• _What the task asks_:
Can you rewrite the records from the line with "Each instance of the donkey's left" to the line with "[[212, 191]]", both included, as a Markdown table with a Row column for the row number and a Text column for the line, skipping blank lines and leaving out the pictures?

• _Source records_:
+===+

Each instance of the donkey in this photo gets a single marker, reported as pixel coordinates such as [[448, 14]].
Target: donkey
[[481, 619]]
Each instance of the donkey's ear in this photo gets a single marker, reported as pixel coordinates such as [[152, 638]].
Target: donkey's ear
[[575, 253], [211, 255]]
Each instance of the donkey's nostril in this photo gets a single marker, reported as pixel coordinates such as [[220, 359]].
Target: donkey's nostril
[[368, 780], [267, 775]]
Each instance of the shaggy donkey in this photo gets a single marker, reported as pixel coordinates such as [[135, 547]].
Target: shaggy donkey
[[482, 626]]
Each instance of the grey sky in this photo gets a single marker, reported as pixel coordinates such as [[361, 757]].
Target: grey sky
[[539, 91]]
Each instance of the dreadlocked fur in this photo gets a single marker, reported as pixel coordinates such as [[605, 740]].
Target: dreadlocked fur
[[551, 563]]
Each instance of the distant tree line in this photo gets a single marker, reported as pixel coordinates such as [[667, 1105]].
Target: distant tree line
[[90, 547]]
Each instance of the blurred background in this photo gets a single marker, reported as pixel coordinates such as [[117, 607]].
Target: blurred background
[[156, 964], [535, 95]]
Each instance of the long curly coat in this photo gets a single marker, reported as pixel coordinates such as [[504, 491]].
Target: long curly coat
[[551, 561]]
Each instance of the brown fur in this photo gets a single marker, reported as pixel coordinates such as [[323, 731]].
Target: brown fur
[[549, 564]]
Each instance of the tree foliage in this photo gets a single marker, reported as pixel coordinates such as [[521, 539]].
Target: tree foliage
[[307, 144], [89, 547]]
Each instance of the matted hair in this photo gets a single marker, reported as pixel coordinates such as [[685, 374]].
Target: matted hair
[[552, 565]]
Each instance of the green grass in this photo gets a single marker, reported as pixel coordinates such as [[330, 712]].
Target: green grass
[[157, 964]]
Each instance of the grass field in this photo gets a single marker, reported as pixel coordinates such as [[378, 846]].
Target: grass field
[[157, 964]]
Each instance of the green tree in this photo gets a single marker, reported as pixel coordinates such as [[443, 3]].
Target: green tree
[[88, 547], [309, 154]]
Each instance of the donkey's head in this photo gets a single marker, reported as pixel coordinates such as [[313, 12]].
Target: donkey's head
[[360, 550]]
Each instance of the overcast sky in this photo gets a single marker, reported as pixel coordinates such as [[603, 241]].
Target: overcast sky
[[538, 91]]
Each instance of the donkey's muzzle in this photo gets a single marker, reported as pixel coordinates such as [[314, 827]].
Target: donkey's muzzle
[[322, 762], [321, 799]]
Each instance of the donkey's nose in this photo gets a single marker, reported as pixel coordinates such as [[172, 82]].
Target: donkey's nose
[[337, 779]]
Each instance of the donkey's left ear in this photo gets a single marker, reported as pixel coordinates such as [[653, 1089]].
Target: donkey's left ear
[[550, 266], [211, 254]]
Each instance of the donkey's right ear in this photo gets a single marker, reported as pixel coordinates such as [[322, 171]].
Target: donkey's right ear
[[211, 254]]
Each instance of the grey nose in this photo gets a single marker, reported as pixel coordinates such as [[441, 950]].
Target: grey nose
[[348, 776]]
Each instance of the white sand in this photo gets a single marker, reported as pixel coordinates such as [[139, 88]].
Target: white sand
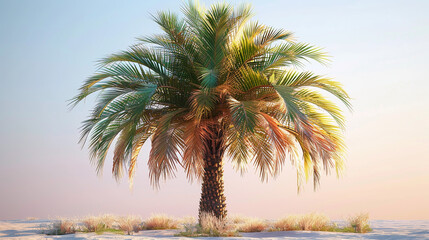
[[383, 229]]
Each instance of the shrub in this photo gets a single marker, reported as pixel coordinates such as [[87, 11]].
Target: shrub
[[92, 224], [360, 223], [252, 225], [61, 227], [157, 222], [130, 224], [314, 222], [209, 226], [289, 223]]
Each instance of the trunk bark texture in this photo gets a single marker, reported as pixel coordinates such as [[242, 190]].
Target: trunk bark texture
[[212, 191]]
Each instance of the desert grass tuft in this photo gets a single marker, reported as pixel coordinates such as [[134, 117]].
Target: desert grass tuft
[[160, 221], [61, 227], [209, 226], [130, 224], [289, 223], [252, 225], [314, 222], [359, 223]]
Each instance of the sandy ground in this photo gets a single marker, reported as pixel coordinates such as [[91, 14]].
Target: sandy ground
[[383, 229]]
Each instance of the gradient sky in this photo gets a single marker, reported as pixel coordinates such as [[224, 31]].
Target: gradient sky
[[380, 53]]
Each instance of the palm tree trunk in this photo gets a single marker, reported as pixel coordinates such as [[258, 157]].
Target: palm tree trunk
[[212, 193]]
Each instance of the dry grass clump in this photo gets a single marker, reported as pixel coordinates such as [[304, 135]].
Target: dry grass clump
[[289, 223], [61, 227], [359, 223], [129, 224], [308, 222], [314, 222], [157, 222], [252, 225], [98, 223], [237, 219]]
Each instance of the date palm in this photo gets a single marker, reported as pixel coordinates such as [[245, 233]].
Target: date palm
[[215, 86]]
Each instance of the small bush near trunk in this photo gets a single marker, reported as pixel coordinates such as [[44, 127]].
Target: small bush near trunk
[[60, 227], [130, 224], [252, 225], [359, 223], [209, 226]]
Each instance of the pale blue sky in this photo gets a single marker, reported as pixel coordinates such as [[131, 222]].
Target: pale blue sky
[[48, 48]]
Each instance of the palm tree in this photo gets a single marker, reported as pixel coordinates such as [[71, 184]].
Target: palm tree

+===+

• _Result_:
| Row | Text |
|---|---|
| 1 | Each instance of the donkey's left ear in this photo gets a single marker, reported as pixel coordinates such as [[653, 1089]]. |
| 2 | Target: donkey's left ear |
| 3 | [[550, 266], [211, 254]] |
| 4 | Each instance of the donkey's right ear in this photo gets a single marker, reported as pixel coordinates such as [[322, 171]]. |
| 5 | Target: donkey's right ear |
| 6 | [[211, 254]] |
| 7 | Each instance of the grey nose in this photo gets a single marker, reported as pixel coordinates such as [[441, 950]]. |
| 8 | Target: grey nose |
| 9 | [[348, 776]] |
| 10 | Each instance of the white sand in this photo gets a single marker, reported as pixel coordinates such as [[139, 88]]. |
| 11 | Target: white sand |
| 12 | [[383, 229]] |
| 13 | Each instance of the shrub in this photo gets a single marker, reported as pixel coordinates such as [[87, 11]]. |
| 14 | Target: shrub |
| 15 | [[92, 224], [360, 223], [252, 225], [61, 227], [157, 222], [130, 224], [314, 222], [209, 226], [289, 223]] |
| 16 | Each instance of the trunk bark texture in this photo gets a single marker, reported as pixel coordinates such as [[242, 190]]. |
| 17 | Target: trunk bark texture |
| 18 | [[212, 191]] |